-- START Entries provided --

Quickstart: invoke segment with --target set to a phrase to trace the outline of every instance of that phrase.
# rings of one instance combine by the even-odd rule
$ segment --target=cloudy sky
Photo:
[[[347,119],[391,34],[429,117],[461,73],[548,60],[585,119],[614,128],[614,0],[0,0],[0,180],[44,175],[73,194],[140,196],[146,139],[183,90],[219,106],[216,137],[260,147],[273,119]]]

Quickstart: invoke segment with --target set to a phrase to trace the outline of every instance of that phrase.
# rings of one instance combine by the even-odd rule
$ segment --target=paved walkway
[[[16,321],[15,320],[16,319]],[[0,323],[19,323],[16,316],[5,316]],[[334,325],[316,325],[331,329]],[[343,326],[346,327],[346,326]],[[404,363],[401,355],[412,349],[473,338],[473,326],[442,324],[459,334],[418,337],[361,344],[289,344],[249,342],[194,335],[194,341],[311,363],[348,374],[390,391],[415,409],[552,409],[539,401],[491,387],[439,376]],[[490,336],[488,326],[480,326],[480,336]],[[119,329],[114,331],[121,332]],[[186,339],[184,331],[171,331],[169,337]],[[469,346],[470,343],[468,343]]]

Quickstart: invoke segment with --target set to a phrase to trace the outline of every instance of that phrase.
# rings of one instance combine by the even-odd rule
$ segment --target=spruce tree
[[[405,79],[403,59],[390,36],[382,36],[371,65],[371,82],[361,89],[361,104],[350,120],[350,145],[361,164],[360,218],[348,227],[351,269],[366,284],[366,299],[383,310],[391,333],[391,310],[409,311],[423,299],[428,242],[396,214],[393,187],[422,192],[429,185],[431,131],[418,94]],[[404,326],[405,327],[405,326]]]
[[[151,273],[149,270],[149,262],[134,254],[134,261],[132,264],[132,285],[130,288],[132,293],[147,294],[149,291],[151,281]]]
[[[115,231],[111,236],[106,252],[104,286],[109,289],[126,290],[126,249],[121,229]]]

-- END Entries provided --

Rewrite every item above line for line, adding -117 to each coordinate in the polygon outlines and leaving all other text unchanged.

Quickstart: invoke segment with --target set to a phrase to trace the outline of every instance of that phrase.
# rings of one instance combine by the even-odd rule
$ segment --target=cloudy sky
Photo:
[[[230,2],[274,-83],[312,0],[344,-44],[431,-57],[468,2],[497,11],[497,-117],[-117,-117],[-117,63],[-73,58],[-44,77],[23,79],[29,22],[66,-27],[102,-11],[99,20],[143,30],[156,2]]]

Quickstart: invoke segment with --target set to a phrase to trace the outline of every instance of that phrase.
# rings of one instance combine by the even-odd rule
$ segment --target=paved walkway
[[[-101,204],[-102,203],[-101,202]],[[-117,206],[-98,206],[-101,199],[-112,199]],[[217,208],[199,208],[214,212]],[[226,209],[229,210],[229,209]],[[287,246],[284,238],[295,232],[356,221],[356,209],[325,207],[342,217],[301,220],[244,227],[172,227],[132,225],[77,218],[77,224],[194,246],[231,257],[273,274],[298,292],[435,292],[422,284],[374,270],[322,259]],[[373,219],[371,209],[363,209],[363,219]],[[2,212],[-3,214],[4,215]],[[69,222],[67,214],[54,214],[52,220]],[[352,229],[353,226],[351,226]]]

Quickstart: invoke segment with --target set to a phrase to trace the outline of every instance of that phrase.
# rings of one instance combine by the even-odd rule
$ segment --target=spruce tree
[[[288,-38],[286,-58],[273,-81],[265,-81],[254,-52],[254,-35],[244,-28],[244,-13],[233,3],[233,28],[244,47],[243,101],[231,110],[234,152],[249,167],[249,182],[266,193],[274,216],[274,193],[292,194],[306,182],[311,125],[279,97],[276,70],[305,75],[312,68],[314,14],[301,-23]],[[287,209],[288,210],[288,209]]]
[[[34,156],[32,153],[32,145],[17,137],[17,144],[15,147],[15,168],[13,171],[15,176],[30,177],[32,174],[34,164]]]
[[[-2,114],[-6,119],[-11,135],[-13,169],[-8,172],[9,173],[9,132],[4,112]]]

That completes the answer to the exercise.